-- START Records supplied --
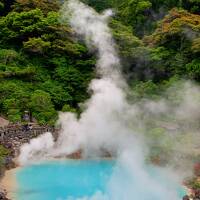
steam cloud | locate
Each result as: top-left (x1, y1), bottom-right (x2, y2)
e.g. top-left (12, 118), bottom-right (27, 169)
top-left (18, 0), bottom-right (200, 200)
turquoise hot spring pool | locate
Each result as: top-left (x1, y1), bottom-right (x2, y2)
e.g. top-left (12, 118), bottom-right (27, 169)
top-left (15, 160), bottom-right (185, 200)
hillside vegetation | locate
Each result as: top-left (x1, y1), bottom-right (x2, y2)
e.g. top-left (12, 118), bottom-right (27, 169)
top-left (0, 0), bottom-right (200, 125)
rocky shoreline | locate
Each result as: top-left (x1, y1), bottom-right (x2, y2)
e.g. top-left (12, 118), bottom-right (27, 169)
top-left (0, 126), bottom-right (200, 200)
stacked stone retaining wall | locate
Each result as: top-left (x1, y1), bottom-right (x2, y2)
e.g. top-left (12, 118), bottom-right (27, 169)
top-left (0, 125), bottom-right (59, 156)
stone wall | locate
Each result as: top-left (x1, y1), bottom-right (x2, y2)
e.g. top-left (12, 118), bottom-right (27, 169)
top-left (0, 125), bottom-right (59, 157)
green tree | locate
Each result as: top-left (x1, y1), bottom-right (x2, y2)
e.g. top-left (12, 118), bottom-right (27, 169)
-- END Records supplied --
* [Task instructions]:
Arrange every line of the listing above into a numbered list, with no blank lines and without the pictures.

* [Completed exercise]:
1. steam cloud | locate
2. Each result as: top-left (x1, y1), bottom-right (x2, y2)
3. e.g. top-left (12, 118), bottom-right (27, 169)
4. top-left (18, 0), bottom-right (200, 200)
5. turquoise hot spring pool | locate
6. Each result as: top-left (x1, y1), bottom-right (x2, y2)
7. e.g. top-left (12, 118), bottom-right (27, 169)
8. top-left (15, 160), bottom-right (185, 200)
9. hillside vegetation | locate
10. Each result as: top-left (x1, y1), bottom-right (x2, y2)
11. e.g. top-left (12, 118), bottom-right (27, 169)
12. top-left (0, 0), bottom-right (200, 125)
13. rocky shoreline | locate
14. Each result as: top-left (x1, y1), bottom-right (x2, y2)
15. e.g. top-left (12, 118), bottom-right (27, 169)
16. top-left (0, 126), bottom-right (200, 200)
17. stacked stone retaining wall | locate
18. Each result as: top-left (x1, y1), bottom-right (x2, y2)
19. e.g. top-left (12, 118), bottom-right (27, 169)
20. top-left (0, 125), bottom-right (59, 156)
21. stone wall | locate
22. Each result as: top-left (x1, y1), bottom-right (x2, y2)
23. e.g. top-left (12, 118), bottom-right (27, 169)
24. top-left (0, 125), bottom-right (59, 157)
25. green tree | locate
26. Each result as: top-left (x1, y1), bottom-right (x2, y2)
27. e.g. top-left (12, 118), bottom-right (27, 169)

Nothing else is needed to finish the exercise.